Locate each line in the material below that contains the word "lupine" and copy those lines out in full.

════════

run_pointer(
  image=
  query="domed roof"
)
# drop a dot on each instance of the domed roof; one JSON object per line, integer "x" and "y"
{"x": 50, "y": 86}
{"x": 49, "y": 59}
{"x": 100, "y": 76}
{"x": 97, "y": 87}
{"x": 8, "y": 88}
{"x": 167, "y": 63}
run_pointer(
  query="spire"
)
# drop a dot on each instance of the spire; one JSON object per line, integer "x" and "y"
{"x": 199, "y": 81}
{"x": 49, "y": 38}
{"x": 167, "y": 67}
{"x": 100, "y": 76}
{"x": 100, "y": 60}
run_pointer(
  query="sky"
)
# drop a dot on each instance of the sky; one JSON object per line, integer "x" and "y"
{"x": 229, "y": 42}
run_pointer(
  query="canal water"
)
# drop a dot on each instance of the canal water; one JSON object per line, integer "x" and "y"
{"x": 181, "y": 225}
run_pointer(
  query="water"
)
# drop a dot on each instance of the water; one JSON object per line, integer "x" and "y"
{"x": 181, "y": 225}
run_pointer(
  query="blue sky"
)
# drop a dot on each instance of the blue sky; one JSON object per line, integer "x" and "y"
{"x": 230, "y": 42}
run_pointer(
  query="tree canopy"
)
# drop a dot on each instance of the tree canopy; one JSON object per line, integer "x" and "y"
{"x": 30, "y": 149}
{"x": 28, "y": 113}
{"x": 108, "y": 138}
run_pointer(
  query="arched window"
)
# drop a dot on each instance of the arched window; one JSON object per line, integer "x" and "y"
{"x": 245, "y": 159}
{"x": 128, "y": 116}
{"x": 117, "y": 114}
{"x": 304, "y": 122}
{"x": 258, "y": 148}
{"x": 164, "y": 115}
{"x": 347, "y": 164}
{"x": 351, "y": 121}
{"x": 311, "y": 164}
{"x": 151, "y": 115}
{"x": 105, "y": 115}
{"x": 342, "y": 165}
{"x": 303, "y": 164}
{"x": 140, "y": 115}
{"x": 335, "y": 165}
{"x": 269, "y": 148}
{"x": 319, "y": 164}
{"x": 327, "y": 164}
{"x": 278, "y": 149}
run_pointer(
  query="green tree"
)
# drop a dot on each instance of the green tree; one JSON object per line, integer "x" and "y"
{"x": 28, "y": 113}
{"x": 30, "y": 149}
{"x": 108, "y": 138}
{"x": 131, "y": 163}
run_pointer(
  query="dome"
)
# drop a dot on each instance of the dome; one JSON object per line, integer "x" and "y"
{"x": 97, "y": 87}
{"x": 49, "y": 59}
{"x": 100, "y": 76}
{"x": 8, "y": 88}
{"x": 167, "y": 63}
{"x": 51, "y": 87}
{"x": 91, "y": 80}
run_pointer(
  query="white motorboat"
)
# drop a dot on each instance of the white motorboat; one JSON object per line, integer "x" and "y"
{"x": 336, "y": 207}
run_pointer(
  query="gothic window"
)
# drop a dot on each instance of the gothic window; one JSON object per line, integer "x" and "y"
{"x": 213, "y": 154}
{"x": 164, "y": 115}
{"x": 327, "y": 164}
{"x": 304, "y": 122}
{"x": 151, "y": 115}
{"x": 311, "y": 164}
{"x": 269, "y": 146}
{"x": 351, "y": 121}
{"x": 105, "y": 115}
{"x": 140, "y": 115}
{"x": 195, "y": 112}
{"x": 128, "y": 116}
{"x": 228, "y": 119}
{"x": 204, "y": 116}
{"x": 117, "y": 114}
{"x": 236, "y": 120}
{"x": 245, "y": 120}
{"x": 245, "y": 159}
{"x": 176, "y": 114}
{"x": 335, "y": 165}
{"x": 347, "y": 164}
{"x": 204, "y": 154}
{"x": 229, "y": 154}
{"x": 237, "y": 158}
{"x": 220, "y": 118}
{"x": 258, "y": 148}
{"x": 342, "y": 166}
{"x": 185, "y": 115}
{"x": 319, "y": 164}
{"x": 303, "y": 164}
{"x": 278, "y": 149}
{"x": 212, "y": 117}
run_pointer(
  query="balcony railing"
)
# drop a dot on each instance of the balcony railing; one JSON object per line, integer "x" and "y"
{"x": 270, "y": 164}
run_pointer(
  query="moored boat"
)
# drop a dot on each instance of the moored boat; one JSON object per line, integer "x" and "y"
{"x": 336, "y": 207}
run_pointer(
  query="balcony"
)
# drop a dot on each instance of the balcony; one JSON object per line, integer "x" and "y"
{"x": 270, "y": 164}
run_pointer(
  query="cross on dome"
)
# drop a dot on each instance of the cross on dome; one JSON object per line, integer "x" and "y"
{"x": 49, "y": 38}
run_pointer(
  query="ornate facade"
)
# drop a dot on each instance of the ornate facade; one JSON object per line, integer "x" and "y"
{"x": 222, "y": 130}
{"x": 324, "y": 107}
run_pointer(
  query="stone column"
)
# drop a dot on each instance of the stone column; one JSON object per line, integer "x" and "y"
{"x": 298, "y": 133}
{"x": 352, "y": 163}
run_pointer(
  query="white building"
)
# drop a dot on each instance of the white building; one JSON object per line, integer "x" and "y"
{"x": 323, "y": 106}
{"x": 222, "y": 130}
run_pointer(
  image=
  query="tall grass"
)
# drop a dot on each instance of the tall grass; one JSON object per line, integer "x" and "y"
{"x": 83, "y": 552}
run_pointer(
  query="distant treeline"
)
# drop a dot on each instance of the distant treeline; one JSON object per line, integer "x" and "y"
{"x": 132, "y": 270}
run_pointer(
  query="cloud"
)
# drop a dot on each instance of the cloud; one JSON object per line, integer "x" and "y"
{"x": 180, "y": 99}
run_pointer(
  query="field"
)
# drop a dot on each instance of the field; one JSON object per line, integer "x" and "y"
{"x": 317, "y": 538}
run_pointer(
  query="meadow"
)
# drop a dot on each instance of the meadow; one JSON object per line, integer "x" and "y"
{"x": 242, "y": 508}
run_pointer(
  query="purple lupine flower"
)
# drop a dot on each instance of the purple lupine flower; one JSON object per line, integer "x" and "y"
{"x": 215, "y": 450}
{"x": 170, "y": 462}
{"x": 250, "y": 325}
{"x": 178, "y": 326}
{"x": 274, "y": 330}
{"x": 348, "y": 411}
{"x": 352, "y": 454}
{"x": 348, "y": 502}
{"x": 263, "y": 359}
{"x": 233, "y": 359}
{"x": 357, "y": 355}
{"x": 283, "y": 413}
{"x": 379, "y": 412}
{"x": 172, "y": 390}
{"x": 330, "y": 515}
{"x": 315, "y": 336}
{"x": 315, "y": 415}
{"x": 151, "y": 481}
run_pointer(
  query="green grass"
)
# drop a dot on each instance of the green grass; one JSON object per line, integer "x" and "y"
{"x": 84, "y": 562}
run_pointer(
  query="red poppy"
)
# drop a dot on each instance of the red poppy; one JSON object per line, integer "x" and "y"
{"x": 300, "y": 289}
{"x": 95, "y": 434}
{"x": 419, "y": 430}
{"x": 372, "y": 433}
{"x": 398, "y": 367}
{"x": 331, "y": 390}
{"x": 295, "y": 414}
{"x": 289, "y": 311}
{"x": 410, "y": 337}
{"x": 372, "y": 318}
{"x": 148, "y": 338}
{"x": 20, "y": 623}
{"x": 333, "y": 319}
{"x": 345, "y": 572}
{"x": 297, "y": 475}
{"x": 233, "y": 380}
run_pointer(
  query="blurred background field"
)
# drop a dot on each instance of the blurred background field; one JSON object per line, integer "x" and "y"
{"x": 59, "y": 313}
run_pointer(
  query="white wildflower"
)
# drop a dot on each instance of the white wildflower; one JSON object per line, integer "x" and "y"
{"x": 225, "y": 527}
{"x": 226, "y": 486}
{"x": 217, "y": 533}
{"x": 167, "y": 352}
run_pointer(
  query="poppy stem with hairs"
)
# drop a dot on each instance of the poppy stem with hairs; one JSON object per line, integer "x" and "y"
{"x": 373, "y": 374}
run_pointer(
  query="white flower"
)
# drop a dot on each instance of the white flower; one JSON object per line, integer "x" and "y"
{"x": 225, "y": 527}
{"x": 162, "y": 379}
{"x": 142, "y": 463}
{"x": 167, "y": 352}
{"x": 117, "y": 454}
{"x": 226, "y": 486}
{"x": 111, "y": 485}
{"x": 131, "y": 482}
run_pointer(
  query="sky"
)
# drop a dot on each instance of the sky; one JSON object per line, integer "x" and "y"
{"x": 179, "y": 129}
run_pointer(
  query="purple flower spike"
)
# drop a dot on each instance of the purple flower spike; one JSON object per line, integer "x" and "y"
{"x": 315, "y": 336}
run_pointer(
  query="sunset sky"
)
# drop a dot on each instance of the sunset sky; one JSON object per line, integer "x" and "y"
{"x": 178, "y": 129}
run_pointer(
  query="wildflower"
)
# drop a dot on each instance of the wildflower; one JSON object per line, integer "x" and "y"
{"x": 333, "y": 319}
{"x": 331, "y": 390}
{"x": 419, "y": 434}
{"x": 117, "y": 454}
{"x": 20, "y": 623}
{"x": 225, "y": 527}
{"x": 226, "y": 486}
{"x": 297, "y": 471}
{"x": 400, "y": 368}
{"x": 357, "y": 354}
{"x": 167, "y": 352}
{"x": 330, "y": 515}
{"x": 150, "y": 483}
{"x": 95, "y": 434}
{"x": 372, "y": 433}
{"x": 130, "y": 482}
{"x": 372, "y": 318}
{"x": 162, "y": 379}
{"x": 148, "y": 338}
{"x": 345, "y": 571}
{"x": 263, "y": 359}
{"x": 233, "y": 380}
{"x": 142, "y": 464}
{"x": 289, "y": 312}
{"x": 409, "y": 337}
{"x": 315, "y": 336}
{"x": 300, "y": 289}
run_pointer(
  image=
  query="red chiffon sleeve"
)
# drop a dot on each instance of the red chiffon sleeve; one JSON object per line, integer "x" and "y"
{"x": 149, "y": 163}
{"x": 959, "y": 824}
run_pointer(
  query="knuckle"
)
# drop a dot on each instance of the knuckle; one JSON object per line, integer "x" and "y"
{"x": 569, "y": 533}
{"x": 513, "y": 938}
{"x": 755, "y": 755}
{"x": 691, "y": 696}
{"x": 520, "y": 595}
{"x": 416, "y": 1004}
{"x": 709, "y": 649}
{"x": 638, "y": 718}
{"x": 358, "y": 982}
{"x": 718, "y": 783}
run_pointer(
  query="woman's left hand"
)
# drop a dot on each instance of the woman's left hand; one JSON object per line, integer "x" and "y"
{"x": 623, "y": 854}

════════

(Reply to the exercise)
  query="purple lupine flower"
# drop a dot on each instance of the purple lupine flower; one JSON object per line, integer "x" and "y"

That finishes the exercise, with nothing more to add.